▶ [To be done]:
A. According to the composable commerce security article, how many layers does the shared responsibility model have for composable commerce on AWS?
B. Return the stretch of the composable commerce security article from "Securing 15 Services" through "start the migration.".

Securing 15 Services at Once: The Security Architecture of Composable Commerce

By a Senior AWS Solutions Architect | #ComposableCommerce #Security #AWS #PCIDss #ZeroTrust

Composable commerce creates a security surface area that most teams underestimate when they start the migration.

A monolith has one application to secure. One set of dependencies to patch. One deployment pipeline to harden. One network boundary to defend. One set of credentials to rotate.

A composable platform with 15 PBCs has 15 applications, 15 dependency trees, 15 deployment pipelines, 15 sets of API endpoints, and 15 potential entry points for an attacker — all integrated through APIs that cross network boundaries constantly. Mishandle any one of them and the blast radius can reach the others.

This isn't an argument against composable commerce. It's an argument for building security as infrastructure rather than as application code — so that the security posture scales horizontally with the architecture, rather than having to be reimplemented in each PBC.

The Shared Responsibility Model: Precise Boundaries Matter

For composable commerce on AWS, the shared responsibility model has three layers (not two), because many composable platforms use third-party SaaS PBCs alongside custom-built ones.

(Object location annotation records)
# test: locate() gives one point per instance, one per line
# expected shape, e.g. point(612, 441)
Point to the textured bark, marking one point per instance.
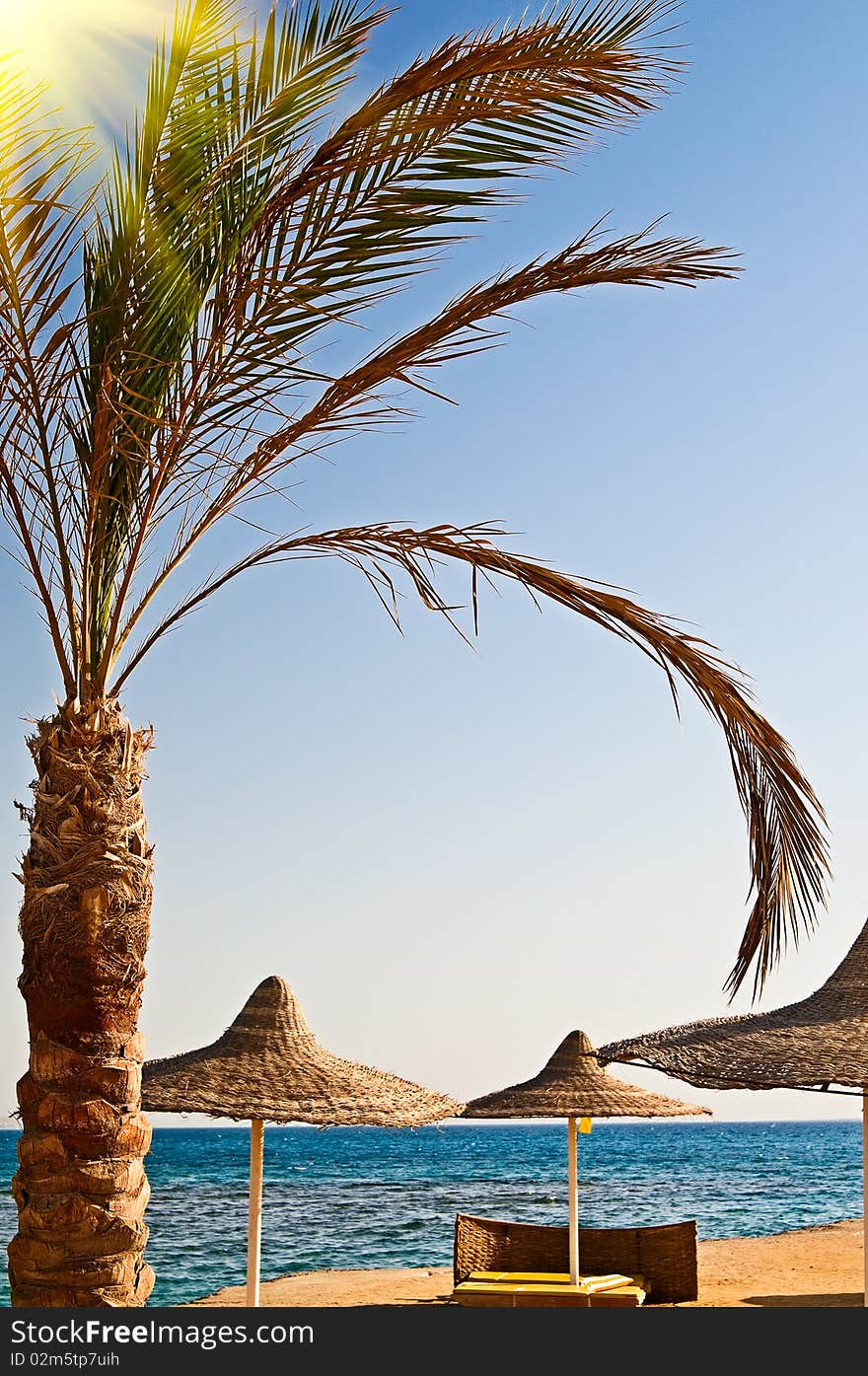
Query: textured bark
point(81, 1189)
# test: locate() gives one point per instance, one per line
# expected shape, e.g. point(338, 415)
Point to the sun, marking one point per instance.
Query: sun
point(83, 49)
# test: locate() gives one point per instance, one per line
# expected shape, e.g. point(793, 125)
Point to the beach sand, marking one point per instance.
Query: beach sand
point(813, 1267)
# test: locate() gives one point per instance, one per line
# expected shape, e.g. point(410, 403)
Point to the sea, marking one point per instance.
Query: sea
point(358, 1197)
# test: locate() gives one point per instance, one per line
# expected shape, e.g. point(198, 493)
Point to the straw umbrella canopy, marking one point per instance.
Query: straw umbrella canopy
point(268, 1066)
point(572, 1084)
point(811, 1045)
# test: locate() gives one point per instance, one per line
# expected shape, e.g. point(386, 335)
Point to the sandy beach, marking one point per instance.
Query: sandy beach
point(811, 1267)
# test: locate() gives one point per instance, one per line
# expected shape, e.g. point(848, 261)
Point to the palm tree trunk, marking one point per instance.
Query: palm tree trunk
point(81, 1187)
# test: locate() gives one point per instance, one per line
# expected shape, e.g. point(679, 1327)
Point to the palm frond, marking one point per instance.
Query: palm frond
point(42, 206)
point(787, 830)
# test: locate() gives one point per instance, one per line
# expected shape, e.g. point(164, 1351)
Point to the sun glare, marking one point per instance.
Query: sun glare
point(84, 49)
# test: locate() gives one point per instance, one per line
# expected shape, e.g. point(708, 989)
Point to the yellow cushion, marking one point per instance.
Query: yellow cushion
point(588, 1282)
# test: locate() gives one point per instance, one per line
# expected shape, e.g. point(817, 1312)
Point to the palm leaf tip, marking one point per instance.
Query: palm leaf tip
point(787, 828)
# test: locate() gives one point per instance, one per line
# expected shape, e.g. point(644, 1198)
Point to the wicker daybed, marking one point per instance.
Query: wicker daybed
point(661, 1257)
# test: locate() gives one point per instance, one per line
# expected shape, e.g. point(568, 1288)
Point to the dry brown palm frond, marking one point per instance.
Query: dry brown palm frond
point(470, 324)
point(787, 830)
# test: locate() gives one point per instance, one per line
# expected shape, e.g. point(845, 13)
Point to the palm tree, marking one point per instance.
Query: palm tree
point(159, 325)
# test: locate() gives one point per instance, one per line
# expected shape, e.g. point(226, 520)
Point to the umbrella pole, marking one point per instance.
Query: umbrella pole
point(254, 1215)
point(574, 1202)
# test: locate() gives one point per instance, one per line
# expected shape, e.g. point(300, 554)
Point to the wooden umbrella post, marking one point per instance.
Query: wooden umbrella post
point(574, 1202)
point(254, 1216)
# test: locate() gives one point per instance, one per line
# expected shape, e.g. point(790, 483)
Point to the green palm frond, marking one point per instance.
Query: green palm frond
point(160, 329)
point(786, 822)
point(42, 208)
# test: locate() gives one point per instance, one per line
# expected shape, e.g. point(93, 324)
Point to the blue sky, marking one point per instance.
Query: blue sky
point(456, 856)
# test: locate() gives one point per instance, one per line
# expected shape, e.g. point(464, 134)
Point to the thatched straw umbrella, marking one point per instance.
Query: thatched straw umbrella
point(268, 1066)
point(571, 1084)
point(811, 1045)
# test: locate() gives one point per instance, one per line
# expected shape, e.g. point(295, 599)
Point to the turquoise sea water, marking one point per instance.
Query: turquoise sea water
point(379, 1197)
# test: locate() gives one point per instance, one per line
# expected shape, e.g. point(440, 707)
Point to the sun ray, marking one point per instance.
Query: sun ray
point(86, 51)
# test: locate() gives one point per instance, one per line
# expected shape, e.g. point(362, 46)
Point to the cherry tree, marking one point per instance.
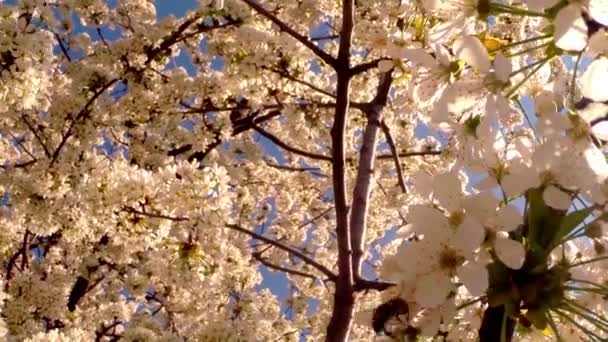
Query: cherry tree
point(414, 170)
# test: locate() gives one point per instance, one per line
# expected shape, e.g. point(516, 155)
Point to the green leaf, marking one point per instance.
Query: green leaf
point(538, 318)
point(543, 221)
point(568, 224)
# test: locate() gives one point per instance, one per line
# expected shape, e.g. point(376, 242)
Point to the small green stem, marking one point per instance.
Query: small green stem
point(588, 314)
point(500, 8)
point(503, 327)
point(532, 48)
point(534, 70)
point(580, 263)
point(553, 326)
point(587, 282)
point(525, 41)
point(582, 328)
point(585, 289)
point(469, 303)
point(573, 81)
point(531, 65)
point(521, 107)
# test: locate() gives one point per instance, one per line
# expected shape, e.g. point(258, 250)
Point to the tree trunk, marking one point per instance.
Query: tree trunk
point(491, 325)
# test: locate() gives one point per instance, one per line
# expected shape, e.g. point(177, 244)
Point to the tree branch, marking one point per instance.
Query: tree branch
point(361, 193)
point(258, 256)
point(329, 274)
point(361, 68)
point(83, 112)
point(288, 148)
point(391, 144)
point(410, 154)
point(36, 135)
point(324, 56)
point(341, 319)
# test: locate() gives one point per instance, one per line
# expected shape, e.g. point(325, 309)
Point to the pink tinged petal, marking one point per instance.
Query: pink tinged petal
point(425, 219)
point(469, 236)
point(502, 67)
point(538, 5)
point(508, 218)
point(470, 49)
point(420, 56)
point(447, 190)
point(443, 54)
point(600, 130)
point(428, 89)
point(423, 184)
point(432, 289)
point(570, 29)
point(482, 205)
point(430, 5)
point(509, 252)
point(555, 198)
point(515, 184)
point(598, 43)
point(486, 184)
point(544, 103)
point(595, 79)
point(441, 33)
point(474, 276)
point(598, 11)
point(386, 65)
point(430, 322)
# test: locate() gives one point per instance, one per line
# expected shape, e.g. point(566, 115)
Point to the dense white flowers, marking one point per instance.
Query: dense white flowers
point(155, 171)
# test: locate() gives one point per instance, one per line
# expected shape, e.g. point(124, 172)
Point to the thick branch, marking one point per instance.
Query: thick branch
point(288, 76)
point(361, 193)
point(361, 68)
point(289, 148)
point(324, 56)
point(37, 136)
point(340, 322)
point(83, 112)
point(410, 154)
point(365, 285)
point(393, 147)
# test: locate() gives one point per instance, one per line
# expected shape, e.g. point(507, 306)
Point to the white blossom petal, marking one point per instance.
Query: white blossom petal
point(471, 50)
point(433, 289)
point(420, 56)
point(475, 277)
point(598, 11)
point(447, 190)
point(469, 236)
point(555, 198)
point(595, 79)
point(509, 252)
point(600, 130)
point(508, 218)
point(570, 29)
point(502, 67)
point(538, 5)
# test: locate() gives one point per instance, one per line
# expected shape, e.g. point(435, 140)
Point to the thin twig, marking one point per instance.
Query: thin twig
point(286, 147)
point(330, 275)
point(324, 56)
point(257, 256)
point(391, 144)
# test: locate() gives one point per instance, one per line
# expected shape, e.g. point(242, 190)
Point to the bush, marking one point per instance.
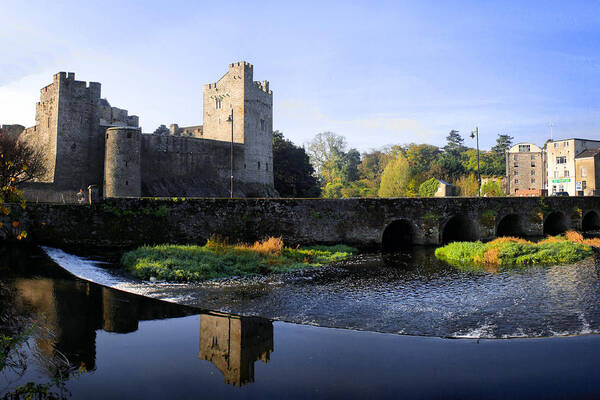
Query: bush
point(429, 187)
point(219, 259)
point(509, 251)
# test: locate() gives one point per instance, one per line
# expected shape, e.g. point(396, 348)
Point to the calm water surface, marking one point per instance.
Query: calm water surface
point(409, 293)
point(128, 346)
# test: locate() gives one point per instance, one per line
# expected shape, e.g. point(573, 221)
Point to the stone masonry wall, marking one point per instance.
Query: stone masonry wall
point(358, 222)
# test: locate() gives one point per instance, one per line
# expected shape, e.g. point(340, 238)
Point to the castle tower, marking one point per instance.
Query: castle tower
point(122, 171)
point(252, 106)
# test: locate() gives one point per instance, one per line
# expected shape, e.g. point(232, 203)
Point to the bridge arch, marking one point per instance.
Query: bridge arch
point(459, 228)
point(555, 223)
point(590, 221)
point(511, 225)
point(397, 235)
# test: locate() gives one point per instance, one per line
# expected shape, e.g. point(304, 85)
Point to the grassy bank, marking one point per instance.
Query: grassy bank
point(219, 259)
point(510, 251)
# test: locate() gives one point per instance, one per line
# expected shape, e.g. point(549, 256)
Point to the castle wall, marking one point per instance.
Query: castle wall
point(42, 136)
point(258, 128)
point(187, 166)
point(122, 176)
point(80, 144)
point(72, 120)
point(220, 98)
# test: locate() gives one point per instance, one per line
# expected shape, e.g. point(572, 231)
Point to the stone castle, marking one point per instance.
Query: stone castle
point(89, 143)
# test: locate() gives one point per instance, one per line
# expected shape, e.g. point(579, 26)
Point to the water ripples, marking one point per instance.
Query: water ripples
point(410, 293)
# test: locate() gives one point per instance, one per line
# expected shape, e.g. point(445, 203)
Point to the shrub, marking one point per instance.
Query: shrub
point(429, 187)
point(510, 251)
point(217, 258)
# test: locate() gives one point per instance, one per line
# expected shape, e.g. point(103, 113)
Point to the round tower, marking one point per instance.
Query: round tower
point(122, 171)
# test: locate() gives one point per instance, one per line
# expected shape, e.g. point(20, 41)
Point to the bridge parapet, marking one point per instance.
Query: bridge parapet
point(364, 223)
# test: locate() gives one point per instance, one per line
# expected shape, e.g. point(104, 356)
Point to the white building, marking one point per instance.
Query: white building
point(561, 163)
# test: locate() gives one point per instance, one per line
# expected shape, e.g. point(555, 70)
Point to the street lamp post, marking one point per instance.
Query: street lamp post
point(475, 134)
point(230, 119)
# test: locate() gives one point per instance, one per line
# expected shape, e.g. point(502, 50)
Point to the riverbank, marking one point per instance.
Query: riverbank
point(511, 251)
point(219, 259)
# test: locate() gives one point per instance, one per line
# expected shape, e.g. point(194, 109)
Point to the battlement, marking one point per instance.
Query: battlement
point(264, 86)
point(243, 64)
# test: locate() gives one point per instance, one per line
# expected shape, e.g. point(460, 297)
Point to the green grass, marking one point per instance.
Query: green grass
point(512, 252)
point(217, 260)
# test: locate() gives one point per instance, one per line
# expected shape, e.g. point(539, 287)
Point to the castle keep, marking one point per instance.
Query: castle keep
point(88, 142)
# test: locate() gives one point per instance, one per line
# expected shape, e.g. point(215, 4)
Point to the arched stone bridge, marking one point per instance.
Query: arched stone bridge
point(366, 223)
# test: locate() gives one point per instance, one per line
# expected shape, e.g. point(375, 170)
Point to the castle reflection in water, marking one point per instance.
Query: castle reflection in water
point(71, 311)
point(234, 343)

▶ [Per-task outputs]:
A. Three layers.

B.
Securing 15 Services at Once: The Security Architecture of Composable Commerce

By a Senior AWS Solutions Architect | #ComposableCommerce #Security #AWS #PCIDss #ZeroTrust

Composable commerce creates a security surface area that most teams underestimate when they start the migration.